- _Passage provided_:

Italy government scuppers 2020 bid

By Massimiliano Di Giorgio

ROME (Reuters) - Prime Minister Mario Monti on Tuesday scotched Rome's bid to host the 2020 Olympic Games, saying Italy's difficult economic situation would prevent the government offering the necessary financial guarantees.

"We arrived at the unanimous conclusion that in Italy's current condition the government does not feel able to take on the commitment to offer the (financial) guarantee," needed to host the Olympics, Monti told reporters after a cabinet meeting.

Monti said that trying to host the Olympics could "put at risk the benefits that we trust will be achieved by the sacrifices we have asked of Italians."

Rome Mayor Gianni Alemanno and the country's Olympic Committee (CONI) have been urging Monti for weeks to back the bid for 2020, 60 years after Rome last hosted the Games in 1960. His decision not to do so is likely to be controversial in a sports loving nation.

- _Given data_:
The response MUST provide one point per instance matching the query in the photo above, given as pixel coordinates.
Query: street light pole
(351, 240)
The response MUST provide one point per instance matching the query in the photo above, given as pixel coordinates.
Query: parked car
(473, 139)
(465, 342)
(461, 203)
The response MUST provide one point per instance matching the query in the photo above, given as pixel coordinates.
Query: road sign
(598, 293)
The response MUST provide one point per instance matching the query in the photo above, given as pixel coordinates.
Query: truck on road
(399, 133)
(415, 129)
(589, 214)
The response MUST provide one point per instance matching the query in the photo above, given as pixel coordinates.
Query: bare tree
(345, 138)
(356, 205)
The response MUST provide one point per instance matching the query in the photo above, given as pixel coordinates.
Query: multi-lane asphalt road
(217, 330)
--
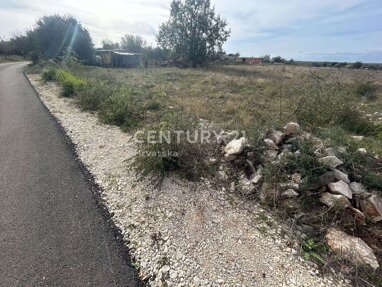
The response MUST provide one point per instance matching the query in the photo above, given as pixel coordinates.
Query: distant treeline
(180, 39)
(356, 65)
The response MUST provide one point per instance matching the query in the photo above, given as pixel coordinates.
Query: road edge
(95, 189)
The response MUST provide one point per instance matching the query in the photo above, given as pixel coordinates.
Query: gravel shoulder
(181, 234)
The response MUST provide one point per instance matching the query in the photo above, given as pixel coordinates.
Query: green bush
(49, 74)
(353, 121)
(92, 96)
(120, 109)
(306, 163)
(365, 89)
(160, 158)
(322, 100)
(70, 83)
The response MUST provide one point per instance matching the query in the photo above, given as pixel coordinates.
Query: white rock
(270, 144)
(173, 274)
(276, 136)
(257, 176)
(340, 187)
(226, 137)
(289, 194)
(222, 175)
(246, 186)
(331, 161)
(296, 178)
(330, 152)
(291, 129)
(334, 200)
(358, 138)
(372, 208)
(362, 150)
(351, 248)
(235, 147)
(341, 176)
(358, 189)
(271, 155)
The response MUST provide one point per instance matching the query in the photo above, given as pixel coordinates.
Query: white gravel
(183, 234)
--
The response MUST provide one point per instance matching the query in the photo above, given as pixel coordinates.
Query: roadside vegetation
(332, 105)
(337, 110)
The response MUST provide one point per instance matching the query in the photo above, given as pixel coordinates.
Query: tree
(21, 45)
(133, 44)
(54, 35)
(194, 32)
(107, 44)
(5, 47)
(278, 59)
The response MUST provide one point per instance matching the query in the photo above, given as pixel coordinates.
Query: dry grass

- _Required work_:
**A.** List every person named in the article about Rome's bid for the 2020 Olympics.
**B.** Carry the article about Rome's bid for the 2020 Olympics forward from its final sentence.

- _Expected results_:
**A.** Massimiliano Di Giorgio, Mario Monti, Gianni Alemanno

**B.**
The International Olympic Committee had demanded that national governments supported the bids by candidate cities with a letter by February 15 offering a guarantee to plug any financial holes that could arise during the preparations for the Games.

Supporters of the bid had argued that hosting the Olympics would provide investment and growth to help Italy's chronically weak economy, which most analysts believe is already in a recession that will last for most of this year.

Rome had planned to use many of the same venues built for the 1960 Olympics if it had been awarded the 2020 Games. Doha, Madrid, Istanbul, Tokyo and Baku, Azerbaijan have also said they will bid.

The 2012 Olympics will be held in London this summer, while the venue for the 2016 Games will be Rio de Janeiro.